— Work instructions —
Report all lines of the records that contain "petal".

::::::

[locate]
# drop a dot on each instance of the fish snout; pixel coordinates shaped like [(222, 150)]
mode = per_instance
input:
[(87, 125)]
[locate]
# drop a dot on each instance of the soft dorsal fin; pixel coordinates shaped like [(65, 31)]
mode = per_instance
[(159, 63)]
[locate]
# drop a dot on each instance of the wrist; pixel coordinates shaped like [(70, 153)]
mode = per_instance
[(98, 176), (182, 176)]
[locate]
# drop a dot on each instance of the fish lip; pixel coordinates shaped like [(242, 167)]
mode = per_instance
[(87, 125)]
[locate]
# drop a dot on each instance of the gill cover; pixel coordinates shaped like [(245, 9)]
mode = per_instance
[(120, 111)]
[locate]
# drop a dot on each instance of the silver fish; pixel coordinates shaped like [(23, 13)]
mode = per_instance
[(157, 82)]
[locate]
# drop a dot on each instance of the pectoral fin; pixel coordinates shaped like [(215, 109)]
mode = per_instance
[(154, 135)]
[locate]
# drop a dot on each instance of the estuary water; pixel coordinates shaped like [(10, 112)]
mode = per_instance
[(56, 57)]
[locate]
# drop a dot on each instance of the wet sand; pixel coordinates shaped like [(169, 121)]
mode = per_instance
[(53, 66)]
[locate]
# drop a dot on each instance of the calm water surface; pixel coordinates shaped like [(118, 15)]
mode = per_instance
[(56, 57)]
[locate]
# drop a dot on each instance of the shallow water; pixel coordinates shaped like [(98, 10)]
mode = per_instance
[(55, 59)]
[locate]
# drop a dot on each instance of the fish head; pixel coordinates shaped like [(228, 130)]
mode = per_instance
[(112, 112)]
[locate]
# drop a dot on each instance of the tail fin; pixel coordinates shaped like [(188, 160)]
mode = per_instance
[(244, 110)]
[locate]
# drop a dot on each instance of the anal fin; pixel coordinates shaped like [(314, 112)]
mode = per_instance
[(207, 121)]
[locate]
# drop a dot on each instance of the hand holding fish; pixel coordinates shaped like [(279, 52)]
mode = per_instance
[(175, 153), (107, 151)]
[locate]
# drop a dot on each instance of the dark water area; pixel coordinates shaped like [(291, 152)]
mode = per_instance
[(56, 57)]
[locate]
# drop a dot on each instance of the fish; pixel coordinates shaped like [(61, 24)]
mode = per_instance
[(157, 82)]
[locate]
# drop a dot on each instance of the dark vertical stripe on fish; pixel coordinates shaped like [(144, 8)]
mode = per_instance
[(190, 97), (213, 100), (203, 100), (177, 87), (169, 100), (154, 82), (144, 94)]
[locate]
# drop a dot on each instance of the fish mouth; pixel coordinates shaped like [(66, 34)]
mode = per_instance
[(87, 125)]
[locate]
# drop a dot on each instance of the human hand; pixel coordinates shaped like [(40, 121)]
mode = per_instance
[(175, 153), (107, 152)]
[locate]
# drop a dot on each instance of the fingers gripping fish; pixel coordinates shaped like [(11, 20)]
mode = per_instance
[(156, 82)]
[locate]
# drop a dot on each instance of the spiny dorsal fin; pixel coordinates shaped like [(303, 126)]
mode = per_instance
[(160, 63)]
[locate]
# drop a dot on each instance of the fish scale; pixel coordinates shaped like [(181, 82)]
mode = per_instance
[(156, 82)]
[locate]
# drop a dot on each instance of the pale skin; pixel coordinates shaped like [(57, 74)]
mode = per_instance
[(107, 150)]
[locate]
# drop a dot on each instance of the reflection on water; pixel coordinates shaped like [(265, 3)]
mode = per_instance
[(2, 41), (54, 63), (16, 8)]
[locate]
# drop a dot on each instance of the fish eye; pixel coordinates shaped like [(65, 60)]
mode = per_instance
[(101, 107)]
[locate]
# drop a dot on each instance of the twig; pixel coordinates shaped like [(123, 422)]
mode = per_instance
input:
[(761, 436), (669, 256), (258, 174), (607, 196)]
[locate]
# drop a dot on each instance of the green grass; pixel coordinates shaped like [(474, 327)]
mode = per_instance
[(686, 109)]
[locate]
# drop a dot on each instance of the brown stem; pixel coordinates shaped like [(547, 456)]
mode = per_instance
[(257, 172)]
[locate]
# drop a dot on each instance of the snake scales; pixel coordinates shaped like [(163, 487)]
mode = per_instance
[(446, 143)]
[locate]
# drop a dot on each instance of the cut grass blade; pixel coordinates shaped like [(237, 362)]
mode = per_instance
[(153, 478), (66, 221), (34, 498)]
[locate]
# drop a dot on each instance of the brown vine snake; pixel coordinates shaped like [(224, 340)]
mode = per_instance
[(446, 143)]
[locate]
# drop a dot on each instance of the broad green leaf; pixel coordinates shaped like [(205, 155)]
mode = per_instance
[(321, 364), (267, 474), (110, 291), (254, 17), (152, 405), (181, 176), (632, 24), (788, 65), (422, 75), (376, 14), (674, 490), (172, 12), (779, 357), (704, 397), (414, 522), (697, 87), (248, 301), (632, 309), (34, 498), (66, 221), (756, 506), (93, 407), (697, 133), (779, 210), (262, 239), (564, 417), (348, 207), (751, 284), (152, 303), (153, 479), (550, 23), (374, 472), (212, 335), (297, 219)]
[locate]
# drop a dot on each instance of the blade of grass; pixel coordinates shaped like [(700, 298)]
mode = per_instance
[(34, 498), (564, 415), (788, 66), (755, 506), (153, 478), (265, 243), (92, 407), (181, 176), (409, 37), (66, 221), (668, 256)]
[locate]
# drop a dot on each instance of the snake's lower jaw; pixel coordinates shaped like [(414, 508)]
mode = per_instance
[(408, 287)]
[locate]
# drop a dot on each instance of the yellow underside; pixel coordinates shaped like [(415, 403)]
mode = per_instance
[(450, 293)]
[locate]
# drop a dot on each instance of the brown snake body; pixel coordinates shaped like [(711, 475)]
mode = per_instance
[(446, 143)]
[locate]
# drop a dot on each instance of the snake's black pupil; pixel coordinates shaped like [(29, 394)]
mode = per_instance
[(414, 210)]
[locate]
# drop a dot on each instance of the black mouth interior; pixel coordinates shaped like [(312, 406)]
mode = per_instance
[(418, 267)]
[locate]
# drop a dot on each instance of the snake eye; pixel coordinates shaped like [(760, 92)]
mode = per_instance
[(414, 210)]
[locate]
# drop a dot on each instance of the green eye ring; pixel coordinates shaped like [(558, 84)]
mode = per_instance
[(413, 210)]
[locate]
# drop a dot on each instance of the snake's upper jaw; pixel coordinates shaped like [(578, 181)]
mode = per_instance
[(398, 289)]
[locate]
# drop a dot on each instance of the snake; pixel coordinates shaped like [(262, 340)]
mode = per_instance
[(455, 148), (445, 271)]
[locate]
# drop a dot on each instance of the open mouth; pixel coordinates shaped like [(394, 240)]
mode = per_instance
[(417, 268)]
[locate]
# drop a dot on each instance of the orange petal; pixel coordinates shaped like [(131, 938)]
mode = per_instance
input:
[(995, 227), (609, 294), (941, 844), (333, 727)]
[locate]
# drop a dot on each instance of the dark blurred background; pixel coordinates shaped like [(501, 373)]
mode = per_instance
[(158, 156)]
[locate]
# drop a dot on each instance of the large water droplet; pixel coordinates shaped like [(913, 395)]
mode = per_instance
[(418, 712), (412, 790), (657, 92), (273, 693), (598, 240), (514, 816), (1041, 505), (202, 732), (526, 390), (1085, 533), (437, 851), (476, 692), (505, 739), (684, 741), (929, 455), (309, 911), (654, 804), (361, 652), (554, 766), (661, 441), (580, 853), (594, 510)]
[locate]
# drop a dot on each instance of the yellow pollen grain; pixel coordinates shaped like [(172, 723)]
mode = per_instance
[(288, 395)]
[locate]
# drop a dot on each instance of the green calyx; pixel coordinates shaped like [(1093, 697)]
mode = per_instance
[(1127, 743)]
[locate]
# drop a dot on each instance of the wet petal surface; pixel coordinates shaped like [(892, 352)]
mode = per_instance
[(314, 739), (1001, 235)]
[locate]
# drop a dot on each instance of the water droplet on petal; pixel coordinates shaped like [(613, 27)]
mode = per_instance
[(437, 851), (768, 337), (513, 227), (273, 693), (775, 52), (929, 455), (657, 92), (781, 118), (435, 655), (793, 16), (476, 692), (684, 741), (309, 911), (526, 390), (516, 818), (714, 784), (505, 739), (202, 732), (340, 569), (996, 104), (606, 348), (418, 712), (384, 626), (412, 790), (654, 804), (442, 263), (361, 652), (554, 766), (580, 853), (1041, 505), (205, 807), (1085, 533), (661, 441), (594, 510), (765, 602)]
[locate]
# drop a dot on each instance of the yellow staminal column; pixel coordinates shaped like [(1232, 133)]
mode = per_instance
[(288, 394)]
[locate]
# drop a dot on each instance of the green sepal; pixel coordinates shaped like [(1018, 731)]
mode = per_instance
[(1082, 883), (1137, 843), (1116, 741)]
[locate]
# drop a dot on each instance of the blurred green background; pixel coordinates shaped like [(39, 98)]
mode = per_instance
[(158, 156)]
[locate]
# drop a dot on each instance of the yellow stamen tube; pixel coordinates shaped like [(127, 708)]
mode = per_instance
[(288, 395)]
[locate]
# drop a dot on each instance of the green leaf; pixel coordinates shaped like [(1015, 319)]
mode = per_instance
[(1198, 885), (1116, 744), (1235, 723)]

::::::

— Task output —
# drop a dot on each instance of the orange petal; pixel coordinates shaped like [(131, 938)]
# drop a dot on each instance of the wet petal surface; pixel coordinates shaped like [(892, 352)]
# drop a dot on each instance of the water droplet on petal; pixel coordinates shaped like [(613, 27)]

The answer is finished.